> _Short problem_:
Can you set out every line of the rows below as a Markdown table with two columns: No. for the line number and Entry for the line itself, leaving out any blank lines?

(Location-labeling records)
◆ ◆ ◆

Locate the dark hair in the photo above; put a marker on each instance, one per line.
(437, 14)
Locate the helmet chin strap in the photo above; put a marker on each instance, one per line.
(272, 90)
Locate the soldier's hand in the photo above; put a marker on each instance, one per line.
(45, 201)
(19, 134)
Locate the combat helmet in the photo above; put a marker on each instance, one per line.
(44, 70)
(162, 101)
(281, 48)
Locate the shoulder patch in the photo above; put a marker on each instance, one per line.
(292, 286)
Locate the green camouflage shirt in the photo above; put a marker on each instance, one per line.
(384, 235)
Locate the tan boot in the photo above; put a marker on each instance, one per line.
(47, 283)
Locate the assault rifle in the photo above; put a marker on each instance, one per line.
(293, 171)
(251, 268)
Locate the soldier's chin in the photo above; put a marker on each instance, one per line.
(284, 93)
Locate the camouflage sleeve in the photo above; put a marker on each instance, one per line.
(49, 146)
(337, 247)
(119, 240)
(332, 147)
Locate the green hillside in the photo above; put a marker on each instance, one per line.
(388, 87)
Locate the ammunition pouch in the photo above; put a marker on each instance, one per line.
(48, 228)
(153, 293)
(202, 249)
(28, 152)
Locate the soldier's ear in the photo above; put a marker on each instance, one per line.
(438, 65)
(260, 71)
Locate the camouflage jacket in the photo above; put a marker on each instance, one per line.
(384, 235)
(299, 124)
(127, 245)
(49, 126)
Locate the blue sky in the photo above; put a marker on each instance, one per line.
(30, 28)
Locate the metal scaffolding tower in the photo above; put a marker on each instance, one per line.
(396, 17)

◆ ◆ ◆

> _Task solution_:
| No. | Entry |
|---|---|
| 1 | Locate the dark hair in the photo above; put a marker on each instance, one per line. |
| 2 | (437, 14) |
| 3 | Locate the helmet chin strap in the photo above; put a marker on each instance, one per line. |
| 4 | (272, 90) |
| 5 | Locate the soldier's hand in the photo above; put a marker on each instance, one per line. |
| 6 | (45, 201) |
| 7 | (19, 134) |
| 8 | Locate the combat helmet in the photo above; put a marker on each instance, one per line. |
| 9 | (44, 70) |
| 10 | (162, 101) |
| 11 | (281, 48) |
| 12 | Locate the shoulder patch in the photo above; put a marker on each instance, one per line. |
| 13 | (292, 286) |
| 14 | Locate the green camouflage shirt in the photo above; put a marker on each instance, one per line. |
| 15 | (384, 235) |
| 16 | Locate the tan boot in the photo above; put a marker on each instance, one per line. |
| 17 | (47, 283) |
| 18 | Locate the assault rifle in the photo above; put a marker on each instance, one per line. |
| 19 | (293, 171) |
| 20 | (251, 268) |
| 21 | Locate the soldier's chin in the photo above; put a marker on each instance, one per line. |
| 22 | (284, 93) |
| 23 | Locate the camouflage sleeve in the photo above; put a marker on each instance, one per line. |
| 24 | (49, 146) |
| 25 | (337, 247) |
| 26 | (119, 240) |
| 27 | (332, 147) |
| 28 | Locate the green hillside in the photo above; put a marker on each instance, one per line. |
| 29 | (388, 87) |
| 30 | Locate the ammunition pouch in the photo above; put a marker on each instance, one per line. |
| 31 | (48, 228) |
| 32 | (153, 293) |
| 33 | (202, 249) |
| 34 | (28, 152) |
| 35 | Locate the soldier's ear in the photo above; put a marker on each instance, one per line. |
| 36 | (438, 65) |
| 37 | (260, 71) |
| 38 | Locate the camouflage jacket in the photo above; put a marker on each instance, one per line. |
| 39 | (384, 235) |
| 40 | (299, 124) |
| 41 | (127, 245) |
| 42 | (49, 126) |
| 43 | Locate the blue sky in the photo above; put a marker on each instance, one per line. |
| 44 | (30, 28) |
| 45 | Locate the metal scaffolding tower in the photo above; put a marker on each instance, one per line. |
| 46 | (396, 17) |